Start RECORDS PROVIDED

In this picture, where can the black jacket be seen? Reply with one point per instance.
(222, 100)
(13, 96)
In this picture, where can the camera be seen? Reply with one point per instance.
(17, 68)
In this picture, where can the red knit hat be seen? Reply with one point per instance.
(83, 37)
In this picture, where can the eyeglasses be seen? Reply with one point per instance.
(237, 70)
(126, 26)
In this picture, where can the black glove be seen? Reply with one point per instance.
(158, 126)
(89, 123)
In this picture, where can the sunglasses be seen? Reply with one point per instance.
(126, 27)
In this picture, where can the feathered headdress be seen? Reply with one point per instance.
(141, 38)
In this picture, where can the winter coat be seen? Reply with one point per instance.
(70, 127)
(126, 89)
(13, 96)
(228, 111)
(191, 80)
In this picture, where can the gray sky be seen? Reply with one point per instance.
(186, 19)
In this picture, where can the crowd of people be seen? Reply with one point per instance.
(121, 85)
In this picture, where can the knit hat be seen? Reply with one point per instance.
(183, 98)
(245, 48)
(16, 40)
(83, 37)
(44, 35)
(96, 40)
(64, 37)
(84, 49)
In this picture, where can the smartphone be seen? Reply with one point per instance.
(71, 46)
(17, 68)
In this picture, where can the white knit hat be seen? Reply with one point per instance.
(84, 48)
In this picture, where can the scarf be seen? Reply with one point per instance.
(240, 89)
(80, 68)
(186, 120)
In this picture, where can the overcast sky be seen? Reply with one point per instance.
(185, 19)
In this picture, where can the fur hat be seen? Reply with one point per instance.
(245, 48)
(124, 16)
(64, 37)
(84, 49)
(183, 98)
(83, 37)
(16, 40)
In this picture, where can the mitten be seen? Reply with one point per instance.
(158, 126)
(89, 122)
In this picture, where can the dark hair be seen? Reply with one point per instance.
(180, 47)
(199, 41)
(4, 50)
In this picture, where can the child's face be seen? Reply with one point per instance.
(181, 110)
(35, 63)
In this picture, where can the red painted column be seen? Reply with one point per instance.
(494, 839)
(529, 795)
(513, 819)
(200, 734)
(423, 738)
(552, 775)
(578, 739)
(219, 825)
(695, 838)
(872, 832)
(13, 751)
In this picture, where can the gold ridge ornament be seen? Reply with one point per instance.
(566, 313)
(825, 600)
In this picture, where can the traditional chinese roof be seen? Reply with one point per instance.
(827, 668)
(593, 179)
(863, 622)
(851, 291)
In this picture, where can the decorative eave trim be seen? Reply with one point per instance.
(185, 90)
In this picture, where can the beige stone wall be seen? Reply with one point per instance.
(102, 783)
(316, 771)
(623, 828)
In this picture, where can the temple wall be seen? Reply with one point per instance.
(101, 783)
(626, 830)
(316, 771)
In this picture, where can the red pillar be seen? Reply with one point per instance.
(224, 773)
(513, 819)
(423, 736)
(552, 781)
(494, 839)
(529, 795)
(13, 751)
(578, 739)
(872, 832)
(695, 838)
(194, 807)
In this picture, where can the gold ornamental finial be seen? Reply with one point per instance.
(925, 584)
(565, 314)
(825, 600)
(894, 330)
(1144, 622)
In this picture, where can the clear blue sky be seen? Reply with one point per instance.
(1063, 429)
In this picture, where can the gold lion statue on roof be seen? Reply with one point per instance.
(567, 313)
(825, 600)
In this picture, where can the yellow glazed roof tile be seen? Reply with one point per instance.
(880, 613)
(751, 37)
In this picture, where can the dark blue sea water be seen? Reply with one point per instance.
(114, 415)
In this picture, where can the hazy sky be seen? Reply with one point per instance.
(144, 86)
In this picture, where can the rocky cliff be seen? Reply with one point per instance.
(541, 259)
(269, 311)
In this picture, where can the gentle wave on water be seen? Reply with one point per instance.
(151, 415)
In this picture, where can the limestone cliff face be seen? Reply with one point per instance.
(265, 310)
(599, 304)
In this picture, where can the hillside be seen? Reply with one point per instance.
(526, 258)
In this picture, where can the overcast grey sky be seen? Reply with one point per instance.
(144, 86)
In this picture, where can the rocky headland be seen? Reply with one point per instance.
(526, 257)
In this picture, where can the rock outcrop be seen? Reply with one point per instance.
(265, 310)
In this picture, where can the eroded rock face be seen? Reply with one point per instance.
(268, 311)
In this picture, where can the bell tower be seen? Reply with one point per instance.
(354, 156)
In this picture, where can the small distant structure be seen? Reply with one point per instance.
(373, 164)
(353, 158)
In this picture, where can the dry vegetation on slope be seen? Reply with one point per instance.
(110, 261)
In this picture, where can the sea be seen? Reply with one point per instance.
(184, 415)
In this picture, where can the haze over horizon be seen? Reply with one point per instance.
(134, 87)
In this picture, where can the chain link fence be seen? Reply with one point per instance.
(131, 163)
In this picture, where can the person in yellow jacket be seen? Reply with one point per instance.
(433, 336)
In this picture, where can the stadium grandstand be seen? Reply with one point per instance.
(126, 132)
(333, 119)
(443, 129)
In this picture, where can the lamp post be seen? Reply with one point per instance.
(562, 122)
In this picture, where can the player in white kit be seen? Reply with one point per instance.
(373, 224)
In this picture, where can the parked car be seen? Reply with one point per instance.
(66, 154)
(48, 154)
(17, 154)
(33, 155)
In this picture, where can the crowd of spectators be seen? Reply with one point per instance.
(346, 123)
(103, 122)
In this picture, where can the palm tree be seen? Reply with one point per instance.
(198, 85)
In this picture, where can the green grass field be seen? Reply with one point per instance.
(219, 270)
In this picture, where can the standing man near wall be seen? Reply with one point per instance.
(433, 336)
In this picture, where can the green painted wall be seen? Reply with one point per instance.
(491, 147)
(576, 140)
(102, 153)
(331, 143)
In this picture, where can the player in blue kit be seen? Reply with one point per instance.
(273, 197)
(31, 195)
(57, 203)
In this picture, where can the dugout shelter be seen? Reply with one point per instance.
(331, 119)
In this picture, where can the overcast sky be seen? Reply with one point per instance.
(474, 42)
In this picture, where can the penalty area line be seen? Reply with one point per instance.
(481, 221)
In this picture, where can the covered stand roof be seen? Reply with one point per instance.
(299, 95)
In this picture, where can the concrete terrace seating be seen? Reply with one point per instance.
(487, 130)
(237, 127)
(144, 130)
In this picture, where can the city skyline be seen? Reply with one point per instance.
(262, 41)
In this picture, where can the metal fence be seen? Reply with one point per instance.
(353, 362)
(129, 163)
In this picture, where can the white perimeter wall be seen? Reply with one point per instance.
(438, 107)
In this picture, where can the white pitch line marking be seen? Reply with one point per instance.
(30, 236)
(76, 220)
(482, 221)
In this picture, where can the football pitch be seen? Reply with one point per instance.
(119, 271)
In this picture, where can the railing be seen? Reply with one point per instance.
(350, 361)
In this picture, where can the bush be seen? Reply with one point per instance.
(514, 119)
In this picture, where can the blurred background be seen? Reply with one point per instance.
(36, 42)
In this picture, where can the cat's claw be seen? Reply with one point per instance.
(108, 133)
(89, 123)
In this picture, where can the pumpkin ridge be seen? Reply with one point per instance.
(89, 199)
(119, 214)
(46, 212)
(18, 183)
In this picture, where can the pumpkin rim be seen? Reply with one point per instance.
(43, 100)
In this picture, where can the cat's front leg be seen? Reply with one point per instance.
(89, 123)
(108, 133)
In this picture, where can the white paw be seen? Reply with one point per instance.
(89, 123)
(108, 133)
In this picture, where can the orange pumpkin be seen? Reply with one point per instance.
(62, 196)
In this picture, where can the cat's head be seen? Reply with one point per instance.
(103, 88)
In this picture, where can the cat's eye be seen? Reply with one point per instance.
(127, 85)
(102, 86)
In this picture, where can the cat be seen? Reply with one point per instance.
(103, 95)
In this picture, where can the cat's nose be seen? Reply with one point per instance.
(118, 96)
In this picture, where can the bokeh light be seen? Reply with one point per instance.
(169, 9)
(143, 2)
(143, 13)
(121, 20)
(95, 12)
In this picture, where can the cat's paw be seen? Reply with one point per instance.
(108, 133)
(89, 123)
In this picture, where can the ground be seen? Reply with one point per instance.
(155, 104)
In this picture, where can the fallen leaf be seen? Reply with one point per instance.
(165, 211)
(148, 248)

End RECORDS PROVIDED

> [STATED GOAL] Output every line from the one containing "In this picture, where can the ground" through the last line of the entries, inclusive, as a JSON list of strings with one string per line and no blank lines.

> [RESPONSE]
[
  "In this picture, where can the ground be seen? Reply with one point per instance.",
  "(155, 104)",
  "In this picture, where can the fallen leaf be seen? Reply with one point per instance.",
  "(165, 211)",
  "(148, 248)"
]